● Check your understanding:
• A. Answer each question from the text on the Faroese whale hunt, one answer per line, marked as the questions are.
(i) Since what year has Sea Shepherd worked to shut down the Grindadrap?
(ii) Between which two places do the Faroe Islands lie?
(iii) How often do Faroese health officials advise that pilot whale meat be eaten?
• B. For each statement, decide whether the text on the Faroese whale hunt supports it. Answer yes or no, and quote the words from the text that decide it.
(i) The Grind is a commercial operation.
(ii) Pilot whale meat contains methyl-mercury.
(iii) Health officials say pregnant women may eat the meat once a month.
• C. Resume the text on the Faroese whale hunt, starting after its last sentence.

● Supplied text:
★ ★ ★ ★ ★

Sea Shepherd has been working to shut down the Grindadrap in the Danish Faroe Islands since 1983. The Grindadrap (literally translated as “the murder of whales”) is considered a cultural tradition in this small group of rugged islands located halfway between Scotland and Iceland.
Referred to simply as the “Grind” it involves driving entire pods of pilot whales and dolphins onto Faroese beaches where the animals are brutally slaughtered with spears and knives. It is not a commercial operation and there is no actual necessity to kill the animals for survival.
The Faroese enjoy one of the highest standards of living in the world and although some Faroese claim that the meat is essential, the reality is that any product that can be found in any supermarket in Europe or America can be found available in the Faroe Islands.
Pilot whale meat is also heavily polluted with methyl-mercury and other heavy metals, so much so that health officials in the Faroe Islands advise that the meat only be eaten once a month and never by pregnant women and young children. The Faroe Islands have the highest concentration of methyl-mercury in their bodies of any group on the planet.
This toxicity is not enough to convince many to abandon this slaughter. Cultural tradition as a justification is notoriously difficult to address.

★ ★ ★ ★ ★

● Extracted material:
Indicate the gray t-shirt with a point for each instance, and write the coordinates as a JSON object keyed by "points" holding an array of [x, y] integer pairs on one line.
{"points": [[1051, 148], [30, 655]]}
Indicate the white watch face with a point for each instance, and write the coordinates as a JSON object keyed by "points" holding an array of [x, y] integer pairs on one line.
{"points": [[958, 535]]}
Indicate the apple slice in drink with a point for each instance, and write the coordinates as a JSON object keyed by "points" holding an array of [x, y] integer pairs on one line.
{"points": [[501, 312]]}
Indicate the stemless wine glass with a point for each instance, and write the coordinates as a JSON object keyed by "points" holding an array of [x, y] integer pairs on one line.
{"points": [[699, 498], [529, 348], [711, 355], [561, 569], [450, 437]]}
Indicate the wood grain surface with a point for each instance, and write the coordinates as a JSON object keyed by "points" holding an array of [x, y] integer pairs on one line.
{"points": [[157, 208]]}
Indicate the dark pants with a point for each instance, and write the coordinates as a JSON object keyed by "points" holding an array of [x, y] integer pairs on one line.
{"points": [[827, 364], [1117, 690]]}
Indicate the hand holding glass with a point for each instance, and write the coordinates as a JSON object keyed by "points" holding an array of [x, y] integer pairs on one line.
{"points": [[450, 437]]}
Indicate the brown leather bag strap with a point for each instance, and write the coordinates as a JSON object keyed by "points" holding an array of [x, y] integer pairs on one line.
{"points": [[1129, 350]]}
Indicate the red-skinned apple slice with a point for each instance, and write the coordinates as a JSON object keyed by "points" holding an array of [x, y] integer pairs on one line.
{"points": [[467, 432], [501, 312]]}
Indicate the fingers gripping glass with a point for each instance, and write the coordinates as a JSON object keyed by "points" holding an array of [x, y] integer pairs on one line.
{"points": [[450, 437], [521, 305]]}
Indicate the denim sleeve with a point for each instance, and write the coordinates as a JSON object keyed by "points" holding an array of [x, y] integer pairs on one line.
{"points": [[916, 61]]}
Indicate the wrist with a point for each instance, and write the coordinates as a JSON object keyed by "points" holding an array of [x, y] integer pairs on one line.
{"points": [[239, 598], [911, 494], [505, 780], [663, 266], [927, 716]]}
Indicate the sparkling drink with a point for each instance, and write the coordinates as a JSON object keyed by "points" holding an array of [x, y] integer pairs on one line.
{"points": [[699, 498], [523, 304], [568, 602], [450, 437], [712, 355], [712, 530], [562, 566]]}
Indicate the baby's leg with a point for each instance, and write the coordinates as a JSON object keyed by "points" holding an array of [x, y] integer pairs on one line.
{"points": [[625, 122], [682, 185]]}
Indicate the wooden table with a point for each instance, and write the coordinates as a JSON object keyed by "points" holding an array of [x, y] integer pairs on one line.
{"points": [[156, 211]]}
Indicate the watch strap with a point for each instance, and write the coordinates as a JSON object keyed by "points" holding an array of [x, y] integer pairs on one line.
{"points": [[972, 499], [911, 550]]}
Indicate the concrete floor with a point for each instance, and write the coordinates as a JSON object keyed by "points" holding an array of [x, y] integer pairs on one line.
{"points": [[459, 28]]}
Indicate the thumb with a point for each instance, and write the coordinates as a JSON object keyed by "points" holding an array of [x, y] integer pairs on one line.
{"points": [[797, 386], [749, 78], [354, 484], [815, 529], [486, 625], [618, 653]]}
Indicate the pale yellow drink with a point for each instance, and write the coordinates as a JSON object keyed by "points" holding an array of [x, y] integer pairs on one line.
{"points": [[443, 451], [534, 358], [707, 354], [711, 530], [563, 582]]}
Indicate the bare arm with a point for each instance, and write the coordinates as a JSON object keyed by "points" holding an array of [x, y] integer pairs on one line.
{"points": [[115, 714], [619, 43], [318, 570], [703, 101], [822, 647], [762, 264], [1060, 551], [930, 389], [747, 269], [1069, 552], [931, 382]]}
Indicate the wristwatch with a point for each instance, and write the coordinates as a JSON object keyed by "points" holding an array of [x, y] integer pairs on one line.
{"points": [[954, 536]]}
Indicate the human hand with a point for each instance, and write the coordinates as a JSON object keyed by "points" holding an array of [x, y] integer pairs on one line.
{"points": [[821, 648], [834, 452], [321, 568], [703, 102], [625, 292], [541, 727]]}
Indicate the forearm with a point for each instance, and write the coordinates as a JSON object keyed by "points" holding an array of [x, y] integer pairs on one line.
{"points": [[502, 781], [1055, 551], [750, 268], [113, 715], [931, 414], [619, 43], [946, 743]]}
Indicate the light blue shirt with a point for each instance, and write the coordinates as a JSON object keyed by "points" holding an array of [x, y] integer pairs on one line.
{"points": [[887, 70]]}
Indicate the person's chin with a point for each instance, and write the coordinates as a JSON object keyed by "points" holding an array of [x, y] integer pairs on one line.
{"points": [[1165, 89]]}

★ ★ ★ ★ ★

● Answers to this exercise:
• A.
(i) 1983
(ii) Scotland and Iceland
(iii) Only once a month

• B.
(i) No: "It is not a commercial operation"
(ii) Yes: "Pilot whale meat is also heavily polluted with methyl-mercury and other heavy metals"
(iii) No: "never by pregnant women and young children"

• C.
Sea Shepherd has sent ten campaigns to the Faroes since 1983, saving many hundreds of whales and dolphins from being slaughtered yet at the same time, we have suffered numerous arrests and the seizure of three of our boats. In the Faroes it is illegal to interrupt the killing and it is even illegal to sight a pod of whales and not report the sighting to the whalers.
Our success in lowering kills has caused the Faroese to respond with even stricter laws that now prohibit Sea Shepherd crew from entering Faroese waters or even wearing Sea Shepherd shirts on land.
As a result Sea Shepherd has devised a new strategy called Operation Bloody Fjords.
Sea Shepherd will now take all the video footage of the killings and the interventions to produce a documentary film in addition to launching legal, media, and economic opposition to the horrific annual massacre on Faroese beaches.
The legal challenge is based on the fact that killing cetaceans is unlawful under European Union regulations. The Faroese claim to be exempt from the regulations despite receiving huge subsidies from the EU. In addition, some 85 percent of Faroese citizens hold EU passports allowing them to enjoy the benefits of EU citizenship without having to respect or abide by EU laws. In addition, Denmark is obligated to respect EU laws yet supports the killing of cetaceans with their police, military, and courts.
Sea Shepherd’s economic strategy is to target the primary industry of the Faroes – fishing and with a special focus on Faroese farm raised salmon.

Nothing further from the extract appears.